### [INSTRUCTIONS TO FOLLOW]
Copy out the material starting at the line containing "of the red-roofed" and ending at the line containing "[[15, 155], [184, 177], [278, 172], [268, 172], [593, 154]]", replacing "coordinates" with "positions" everywhere in those lines and changing nothing else. Return only those lines.

### [EXTRACTED DATA]
========================================================================

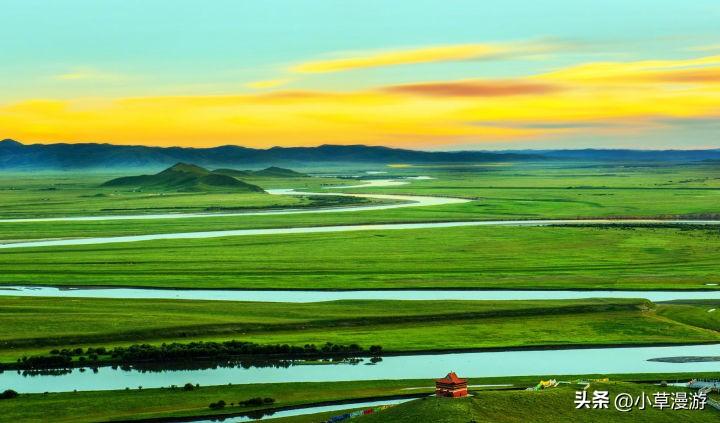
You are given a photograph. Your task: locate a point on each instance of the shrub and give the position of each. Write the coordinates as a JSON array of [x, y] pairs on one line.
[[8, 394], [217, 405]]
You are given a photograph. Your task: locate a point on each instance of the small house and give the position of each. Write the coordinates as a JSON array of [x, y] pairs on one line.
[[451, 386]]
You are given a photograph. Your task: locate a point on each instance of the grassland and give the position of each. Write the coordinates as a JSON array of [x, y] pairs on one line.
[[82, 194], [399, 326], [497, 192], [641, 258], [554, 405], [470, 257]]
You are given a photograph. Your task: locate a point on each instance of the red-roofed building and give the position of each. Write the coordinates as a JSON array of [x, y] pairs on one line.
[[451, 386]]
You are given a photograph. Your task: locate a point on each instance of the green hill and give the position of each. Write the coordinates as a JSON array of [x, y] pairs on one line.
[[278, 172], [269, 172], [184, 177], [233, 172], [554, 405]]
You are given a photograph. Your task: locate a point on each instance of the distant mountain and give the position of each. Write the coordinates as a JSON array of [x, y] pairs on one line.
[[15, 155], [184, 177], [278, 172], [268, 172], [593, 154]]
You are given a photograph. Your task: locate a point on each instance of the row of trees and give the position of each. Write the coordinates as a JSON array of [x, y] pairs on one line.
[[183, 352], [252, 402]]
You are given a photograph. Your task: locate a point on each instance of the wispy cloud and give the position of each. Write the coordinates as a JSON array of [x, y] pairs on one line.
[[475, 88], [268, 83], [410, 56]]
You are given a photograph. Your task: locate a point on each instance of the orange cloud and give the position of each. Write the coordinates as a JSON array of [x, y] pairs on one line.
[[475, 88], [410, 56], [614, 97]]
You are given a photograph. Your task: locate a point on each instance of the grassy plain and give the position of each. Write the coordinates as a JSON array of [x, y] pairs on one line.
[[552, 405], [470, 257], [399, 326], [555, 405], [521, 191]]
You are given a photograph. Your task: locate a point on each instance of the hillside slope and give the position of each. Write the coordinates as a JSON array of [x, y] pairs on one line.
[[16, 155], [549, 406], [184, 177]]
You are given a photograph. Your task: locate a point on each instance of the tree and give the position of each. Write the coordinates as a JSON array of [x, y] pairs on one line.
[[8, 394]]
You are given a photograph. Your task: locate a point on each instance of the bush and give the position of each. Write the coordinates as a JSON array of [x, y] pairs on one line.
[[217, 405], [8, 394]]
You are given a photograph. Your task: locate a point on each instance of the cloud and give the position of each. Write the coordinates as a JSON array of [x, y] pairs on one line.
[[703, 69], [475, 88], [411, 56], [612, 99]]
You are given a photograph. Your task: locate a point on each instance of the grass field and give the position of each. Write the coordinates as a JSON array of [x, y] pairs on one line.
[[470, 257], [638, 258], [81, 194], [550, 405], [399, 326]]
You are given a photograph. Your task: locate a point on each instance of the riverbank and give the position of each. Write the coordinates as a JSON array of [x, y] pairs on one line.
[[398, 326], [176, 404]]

========================================================================

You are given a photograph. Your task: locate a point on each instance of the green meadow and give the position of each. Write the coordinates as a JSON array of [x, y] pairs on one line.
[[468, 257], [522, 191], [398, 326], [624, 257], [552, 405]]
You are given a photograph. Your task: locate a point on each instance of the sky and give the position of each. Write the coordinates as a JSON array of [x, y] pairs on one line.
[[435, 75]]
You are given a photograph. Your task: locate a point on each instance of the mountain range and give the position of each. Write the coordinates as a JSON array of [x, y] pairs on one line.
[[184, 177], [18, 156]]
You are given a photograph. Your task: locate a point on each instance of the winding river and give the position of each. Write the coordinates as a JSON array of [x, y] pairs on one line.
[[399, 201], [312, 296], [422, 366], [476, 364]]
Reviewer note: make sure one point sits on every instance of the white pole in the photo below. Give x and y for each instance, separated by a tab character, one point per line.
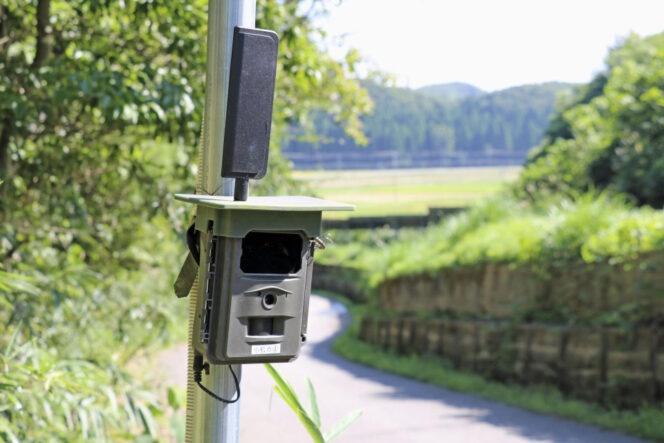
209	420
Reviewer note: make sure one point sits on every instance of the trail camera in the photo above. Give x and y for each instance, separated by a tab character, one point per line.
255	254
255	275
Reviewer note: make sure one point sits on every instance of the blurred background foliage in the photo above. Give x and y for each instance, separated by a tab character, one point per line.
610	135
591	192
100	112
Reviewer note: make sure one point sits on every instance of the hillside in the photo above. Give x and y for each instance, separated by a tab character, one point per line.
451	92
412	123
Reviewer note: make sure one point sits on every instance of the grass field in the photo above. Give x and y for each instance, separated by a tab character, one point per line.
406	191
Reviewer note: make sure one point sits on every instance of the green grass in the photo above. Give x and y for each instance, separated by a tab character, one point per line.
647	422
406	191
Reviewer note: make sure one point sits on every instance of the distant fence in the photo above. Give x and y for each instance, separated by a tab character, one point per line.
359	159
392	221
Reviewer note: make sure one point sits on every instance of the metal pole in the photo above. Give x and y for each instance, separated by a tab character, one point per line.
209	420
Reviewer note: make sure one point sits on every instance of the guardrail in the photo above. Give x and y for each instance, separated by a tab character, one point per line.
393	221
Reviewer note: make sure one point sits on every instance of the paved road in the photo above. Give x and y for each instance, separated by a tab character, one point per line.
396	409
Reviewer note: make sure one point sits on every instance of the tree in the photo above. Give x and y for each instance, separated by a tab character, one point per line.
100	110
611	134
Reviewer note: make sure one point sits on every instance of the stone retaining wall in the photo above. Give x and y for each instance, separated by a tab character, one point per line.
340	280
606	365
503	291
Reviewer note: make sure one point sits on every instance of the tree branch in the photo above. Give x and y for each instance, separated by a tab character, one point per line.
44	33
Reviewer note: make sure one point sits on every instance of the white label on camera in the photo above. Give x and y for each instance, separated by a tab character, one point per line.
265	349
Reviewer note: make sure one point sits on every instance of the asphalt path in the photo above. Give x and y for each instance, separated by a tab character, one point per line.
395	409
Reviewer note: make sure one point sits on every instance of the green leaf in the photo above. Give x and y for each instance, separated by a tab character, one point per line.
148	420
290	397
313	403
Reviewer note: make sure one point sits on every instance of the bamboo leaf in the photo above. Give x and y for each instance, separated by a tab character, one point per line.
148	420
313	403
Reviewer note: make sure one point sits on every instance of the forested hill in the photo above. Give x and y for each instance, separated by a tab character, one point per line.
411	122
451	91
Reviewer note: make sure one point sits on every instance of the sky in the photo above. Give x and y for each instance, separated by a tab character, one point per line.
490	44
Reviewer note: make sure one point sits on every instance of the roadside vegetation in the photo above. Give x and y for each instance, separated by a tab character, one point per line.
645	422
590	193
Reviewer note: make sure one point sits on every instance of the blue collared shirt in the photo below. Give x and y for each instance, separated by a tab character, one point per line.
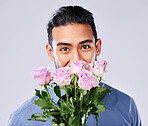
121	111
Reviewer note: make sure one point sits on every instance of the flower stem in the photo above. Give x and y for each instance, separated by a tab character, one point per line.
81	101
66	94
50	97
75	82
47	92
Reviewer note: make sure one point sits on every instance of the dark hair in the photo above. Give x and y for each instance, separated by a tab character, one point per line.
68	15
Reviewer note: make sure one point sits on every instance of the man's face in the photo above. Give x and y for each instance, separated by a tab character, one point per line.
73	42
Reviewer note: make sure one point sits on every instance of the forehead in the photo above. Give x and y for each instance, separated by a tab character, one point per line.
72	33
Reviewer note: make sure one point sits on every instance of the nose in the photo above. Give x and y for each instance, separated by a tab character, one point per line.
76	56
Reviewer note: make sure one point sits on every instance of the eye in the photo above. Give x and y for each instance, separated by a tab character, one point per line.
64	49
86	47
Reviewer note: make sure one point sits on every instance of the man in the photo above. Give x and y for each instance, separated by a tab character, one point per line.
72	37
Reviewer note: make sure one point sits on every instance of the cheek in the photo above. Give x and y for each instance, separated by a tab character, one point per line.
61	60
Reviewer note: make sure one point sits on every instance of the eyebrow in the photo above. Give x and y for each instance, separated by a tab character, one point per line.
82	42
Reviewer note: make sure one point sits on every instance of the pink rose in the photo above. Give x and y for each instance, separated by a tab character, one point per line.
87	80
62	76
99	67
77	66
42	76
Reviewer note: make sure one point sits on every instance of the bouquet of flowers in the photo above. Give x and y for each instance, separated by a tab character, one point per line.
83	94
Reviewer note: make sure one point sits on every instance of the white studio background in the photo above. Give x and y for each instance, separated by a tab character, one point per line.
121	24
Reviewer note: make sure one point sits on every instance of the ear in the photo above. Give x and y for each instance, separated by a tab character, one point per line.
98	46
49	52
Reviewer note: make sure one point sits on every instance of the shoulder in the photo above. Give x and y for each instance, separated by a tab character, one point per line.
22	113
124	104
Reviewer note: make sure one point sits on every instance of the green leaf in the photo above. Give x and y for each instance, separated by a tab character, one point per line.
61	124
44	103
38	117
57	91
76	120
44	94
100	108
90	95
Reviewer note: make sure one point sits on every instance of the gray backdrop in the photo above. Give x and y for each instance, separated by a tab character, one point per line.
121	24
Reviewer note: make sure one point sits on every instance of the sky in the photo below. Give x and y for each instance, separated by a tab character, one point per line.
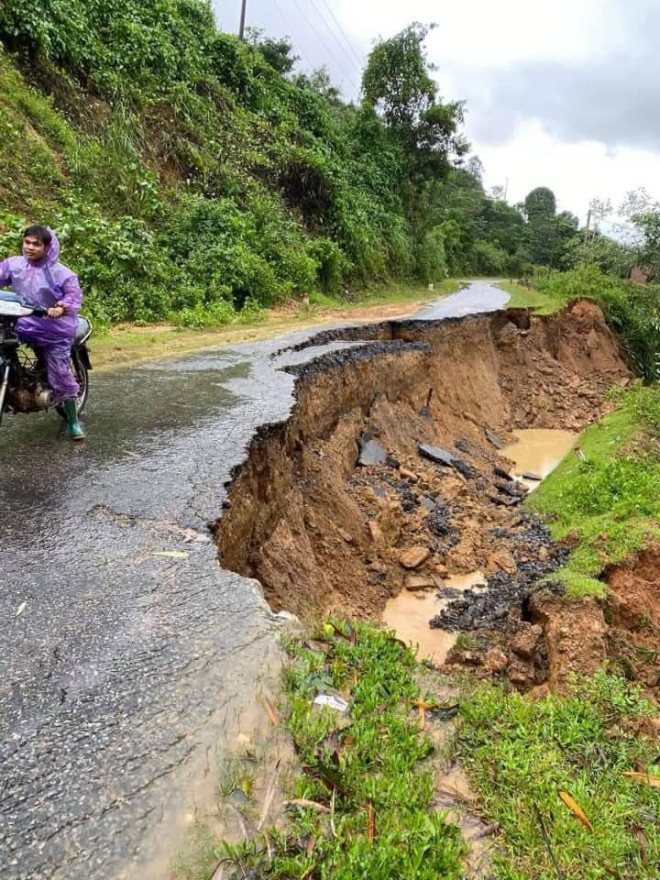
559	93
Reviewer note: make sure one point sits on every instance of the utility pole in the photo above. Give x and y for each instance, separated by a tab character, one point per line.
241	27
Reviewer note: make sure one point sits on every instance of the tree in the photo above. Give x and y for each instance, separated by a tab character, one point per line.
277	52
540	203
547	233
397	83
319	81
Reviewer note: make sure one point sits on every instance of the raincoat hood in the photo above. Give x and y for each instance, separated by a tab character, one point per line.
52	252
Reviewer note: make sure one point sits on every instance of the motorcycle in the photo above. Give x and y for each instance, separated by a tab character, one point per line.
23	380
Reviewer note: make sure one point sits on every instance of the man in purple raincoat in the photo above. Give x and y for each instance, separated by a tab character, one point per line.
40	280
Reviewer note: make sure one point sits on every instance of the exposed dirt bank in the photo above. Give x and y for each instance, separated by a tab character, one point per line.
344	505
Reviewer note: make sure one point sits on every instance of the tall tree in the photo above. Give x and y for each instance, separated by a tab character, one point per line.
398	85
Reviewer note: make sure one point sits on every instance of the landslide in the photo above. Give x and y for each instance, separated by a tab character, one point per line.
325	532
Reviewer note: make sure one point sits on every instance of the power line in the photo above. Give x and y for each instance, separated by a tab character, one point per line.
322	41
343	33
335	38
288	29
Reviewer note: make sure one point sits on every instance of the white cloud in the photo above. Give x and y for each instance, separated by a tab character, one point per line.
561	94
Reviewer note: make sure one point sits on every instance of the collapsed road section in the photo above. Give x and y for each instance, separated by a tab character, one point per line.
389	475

========================================================================

### [FINAL RESULT]
You are given a photograph. Your task: locate a point on each instance of the red-roofed building and give the position of each. Write the positions as a JSON array of [x, y] pairs on one line.
[[451, 386]]
You are given a photograph. Your task: locate a point on each instance of the green hill and give the position of each. Write the positions as a JSON array of [x, y] pairs on one line.
[[278, 172], [269, 172], [184, 177], [233, 172], [554, 405]]
You are given a photograph. Your task: locate a point on each instance of the distant mountain and give the position of each. Write the positions as a JSON array of [x, y] pairs on one line.
[[15, 155], [184, 177], [278, 172], [268, 172], [593, 154]]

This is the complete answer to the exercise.